§ **PROVIDED PASSAGE**

Skip to content

Why Schema Normalization is the Hardest Problem in SaaS Integrations

API schema normalization is the hardest problem in SaaS integrations. Learn why standard 1:1 key-value mapping fails and how programmable JSONata mapping fixes it.

Roopendra Talekar Roopendra Talekar · · 6 min read
Why Schema Normalization is the Hardest Problem in SaaS Integrations

API schema normalization is the process of translating disparate data models from different third-party APIs into a single, canonical JSON format.

It is the hardest problem in B2B product integrations because software vendors fundamentally disagree on how to model reality. Building a custom integration is rarely just mapping first_name to firstName. It involves dealing with pagination quirks, undocumented rate limits, and conflicting entity relationships. Industry data shows that maintaining a single custom integration costs engineering teams between $50,000 and $150,000 annually.

Why API Data Mapping is a Nightmare

To understand why forcing competing data structures into a common shape is difficult, look at how different platforms define a "Contact."

In HubSpot, a Contact is a relatively flat object. In Salesforce, the schema is a sprawling web of standard and custom objects. Salesforce allows external IDs for integration matching, while HubSpot requires unique property constraints. Salesforce tracks modifications via LastModifiedDate, while HubSpot uses properties.hs_lastmodifieddate.

Consider ticketing systems. Zendesk views the world through a customer support lens, dividing users into Agents and Requesters, and even splitting its API into a Tickets API and a Requests API. Jira Service Management views the world through an agile engineering lens, tracking Issues with highly customizable workflows.

When you build direct integrations, your codebase absorbs this domain complexity. You end up with brittle conditional logic scattered across your application.

The Standard Unified API Flaw: Dumb Key-Value Mapping

Most Unified API providers claim they solve this complexity. They don't.

When competitors talk about "custom field mapping," they are usually referring to a basic UI that lets you map vendor_field_A to unified_field_B. It is a rigid, 1:1 key-value mapping layer.

This works for exactly five minutes until you hit the real world. What happens when a customer's CRM stores a full name, but your app requires first_name and last_name? What if a record's status is represented as an integer (1, 2, 3) in the vendor API, but your system expects a string ("active", "pending", "closed")?

A simple key-value mapper completely falls over here. It cannot handle data transformations. You are forced to pull the raw data and write custom transformation scripts on your end anyway, defeating the entire purpose of paying for a unified API.

A Better Architecture: Interface, Proxy, and Mapping

At Truto, we handle this through a Unified API architecture that cleanly separates three concerns:

  1. The Unified Interface: The canonical JSON Schema developers interact with.
  2. The Proxy Layer: The underlying transport engine that handles raw HTTP requests, authentication, and pagination.
  3. The Mapping Layer: The translation engine between the two.
Info

What is an Integration Mapping? An integration mapping is a configuration object that tells the routing engine how to translate between the canonical format and a specific integration's native format. It covers request queries, bodies, headers, paths, and responses.

§ **DATASET ROWS**
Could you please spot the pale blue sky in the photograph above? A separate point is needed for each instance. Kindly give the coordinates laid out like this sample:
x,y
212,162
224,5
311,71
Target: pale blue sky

§ **INSTRUCTIONS**
- a) Turn the paragraph of the schema normalization article that begins "In HubSpot, a Contact is a relatively flat object" into a short list comparing the two platforms. Keep its main facts.
- b) According to the schema normalization article, what does an integration mapping cover? List each item.
The lines that come after the text are not needed for anything here.

§ **SOLUTIONS**
- a)
- HubSpot: a Contact is a relatively flat object. Integration matching requires unique property constraints, and modifications are tracked via properties.hs_lastmodifieddate.
- Salesforce: the schema is a sprawling web of standard and custom objects. External IDs are allowed for integration matching, and modifications are tracked via LastModifiedDate.

- b)
- Request queries
- Bodies
- Headers
- Paths
- Responses